— start Document text —

# making a router table



## woodchuck1 (Jan 19, 2007)

I need a pattern for a simple table router stand. Can anyone help me find one. Thanks, woodchuck1


----------



## kp91 (Sep 10, 2004)

I've used a bunch of different techniques over time, I had a "Bench top" one I made, that just had 12" tall plywood sides, I had one stuck in the extension wing of my table saw (had to change that when I sold that saw), Now I use a free standing steel cart from a closed Macy's store. (of course, it was too light, and was kind of 'tippy', so I built a big cabinet inside of it for added mass, now it is perfect)

I've also heard people who take broken or worn down Black and decker workmate tables and use the legs off of those. A left over kitchen cabinet or bathroom vanity works well too. I know one fella who uses folding metal saw horses to hold his table top up. In short, I guess I'm suggesting at first to use whatever you have handy. Once you start getting a feel of what works and doesn't, you can build yourself a nice cabinet.

You will be amazed at how what works for you doesn't work for someone else. 2 inches difference in height can really change how you enjoy your table. Play around with the height using cheap stuff, then when your design is perfect, spring for the good stuff.

I think Mike (Aniceonetohold) has a link to a simple table setup


----------



## bobj3 (Jan 17, 2006)

Here's quick one you can make, or just drop by a HD and pickup a cabinet without a top for about 50.oo bucks, a quick and easy fix for a router table setup.
Just a NOTE **** the 1st.pdf. table below is clamped/screwed to a work bench,then when your done with it just unclamp it and put it out of the way,or hang it up on the wall.

Bj


----------



## Maurice (Sep 24, 2004)

*Router Table*



woodchuck1 said:


> I need a pattern for a simple table router stand. Can anyone help me find one. Thanks, woodchuck1


You can't beat Bob and Rick's table.

— end Document text —

Please answer these questions from the router table thread:
(a) Where did kp91's free-standing steel cart come from?
(b) How tall were the plywood sides of kp91's bench top version?
(c) Whose table does Maurice say you can't beat?
The lines after the router table thread come from a separate source.

— start Given entries —

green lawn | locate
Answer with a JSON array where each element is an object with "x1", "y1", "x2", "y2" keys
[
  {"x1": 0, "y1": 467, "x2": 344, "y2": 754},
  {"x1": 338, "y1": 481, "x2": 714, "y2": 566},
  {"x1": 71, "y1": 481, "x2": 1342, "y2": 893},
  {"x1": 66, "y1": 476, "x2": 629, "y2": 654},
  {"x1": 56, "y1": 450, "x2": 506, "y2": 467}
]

— end Given entries —

* _Solved exercise_
(a) A closed Macy's store.
(b) 12 inches.
(c) Bob and Rick's.